• Given request:
Copy out every row below that contains the string "polygon". Matches must have the same case.

• Given records:
— begin —

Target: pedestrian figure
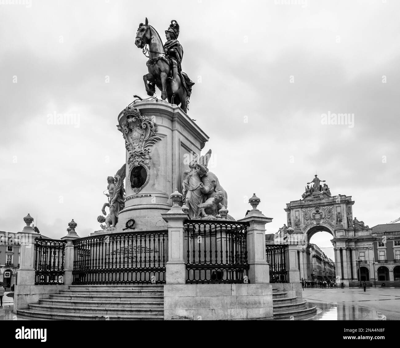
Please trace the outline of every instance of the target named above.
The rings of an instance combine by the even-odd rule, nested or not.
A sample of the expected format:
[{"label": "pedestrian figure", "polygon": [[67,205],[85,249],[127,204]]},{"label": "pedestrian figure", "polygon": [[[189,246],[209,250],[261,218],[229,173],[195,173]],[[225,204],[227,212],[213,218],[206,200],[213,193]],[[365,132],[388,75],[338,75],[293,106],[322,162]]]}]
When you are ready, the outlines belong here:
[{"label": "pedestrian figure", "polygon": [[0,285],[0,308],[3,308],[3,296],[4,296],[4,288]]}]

— end —
— begin —

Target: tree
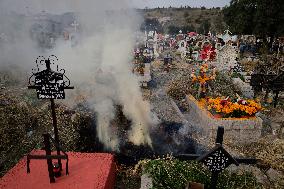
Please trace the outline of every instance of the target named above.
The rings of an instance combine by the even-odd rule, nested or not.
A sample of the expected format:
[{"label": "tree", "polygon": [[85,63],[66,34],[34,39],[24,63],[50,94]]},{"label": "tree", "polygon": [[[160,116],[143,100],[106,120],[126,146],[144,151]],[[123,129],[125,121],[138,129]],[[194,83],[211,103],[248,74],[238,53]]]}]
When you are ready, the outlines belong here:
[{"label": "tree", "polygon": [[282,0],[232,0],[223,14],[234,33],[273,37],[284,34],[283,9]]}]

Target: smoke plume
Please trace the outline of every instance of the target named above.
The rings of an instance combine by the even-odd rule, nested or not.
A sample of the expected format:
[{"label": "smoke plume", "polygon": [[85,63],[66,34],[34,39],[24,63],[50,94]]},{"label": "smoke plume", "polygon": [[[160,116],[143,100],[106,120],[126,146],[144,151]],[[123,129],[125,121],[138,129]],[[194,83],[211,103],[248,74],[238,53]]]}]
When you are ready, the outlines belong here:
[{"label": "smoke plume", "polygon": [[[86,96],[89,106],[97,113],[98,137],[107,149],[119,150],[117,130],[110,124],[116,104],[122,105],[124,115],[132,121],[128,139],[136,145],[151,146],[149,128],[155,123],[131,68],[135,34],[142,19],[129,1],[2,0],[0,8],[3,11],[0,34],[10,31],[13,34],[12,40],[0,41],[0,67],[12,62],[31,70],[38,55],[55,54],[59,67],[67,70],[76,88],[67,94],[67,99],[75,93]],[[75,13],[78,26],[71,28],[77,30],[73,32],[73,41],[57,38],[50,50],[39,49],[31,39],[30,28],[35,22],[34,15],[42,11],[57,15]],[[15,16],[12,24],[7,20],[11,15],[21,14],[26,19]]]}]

— end —

• Written reply:
[{"label": "pedestrian figure", "polygon": [[67,205],[85,249],[127,204]]},{"label": "pedestrian figure", "polygon": [[[189,246],[209,250],[261,218],[229,173],[195,173]],[[225,204],[227,212],[213,218],[206,200],[213,193]],[[365,132],[388,75],[338,75],[293,106],[322,162]]]}]
[{"label": "pedestrian figure", "polygon": [[0,285],[0,308],[3,308],[3,296],[4,296],[4,288]]}]
[{"label": "tree", "polygon": [[85,63],[66,34],[34,39],[24,63],[50,94]]},{"label": "tree", "polygon": [[[160,116],[143,100],[106,120],[126,146],[144,151]],[[123,129],[125,121],[138,129]],[[194,83],[211,103],[248,74],[238,53]]]}]
[{"label": "tree", "polygon": [[282,0],[232,0],[223,14],[234,33],[273,37],[284,34],[283,9]]}]
[{"label": "smoke plume", "polygon": [[85,63],[66,34],[34,39],[24,63],[50,94]]},{"label": "smoke plume", "polygon": [[[160,116],[143,100],[106,120],[126,146],[144,151]],[[123,129],[125,121],[138,129]],[[194,83],[211,103],[248,74],[238,53]]]}]
[{"label": "smoke plume", "polygon": [[[86,96],[89,106],[97,113],[98,137],[107,149],[119,150],[117,130],[110,124],[116,104],[122,105],[124,115],[132,121],[128,139],[136,145],[151,146],[149,128],[155,123],[131,68],[135,34],[142,19],[129,1],[2,0],[0,8],[3,11],[0,34],[10,31],[13,34],[12,40],[0,41],[0,67],[12,62],[31,70],[38,55],[55,54],[59,67],[67,70],[76,88],[67,94],[67,99],[75,93]],[[75,13],[78,26],[71,28],[77,30],[73,32],[73,41],[57,38],[50,50],[39,49],[31,39],[30,28],[35,22],[34,15],[42,11],[57,15]],[[15,16],[12,24],[7,20],[11,15],[21,14],[26,19]]]}]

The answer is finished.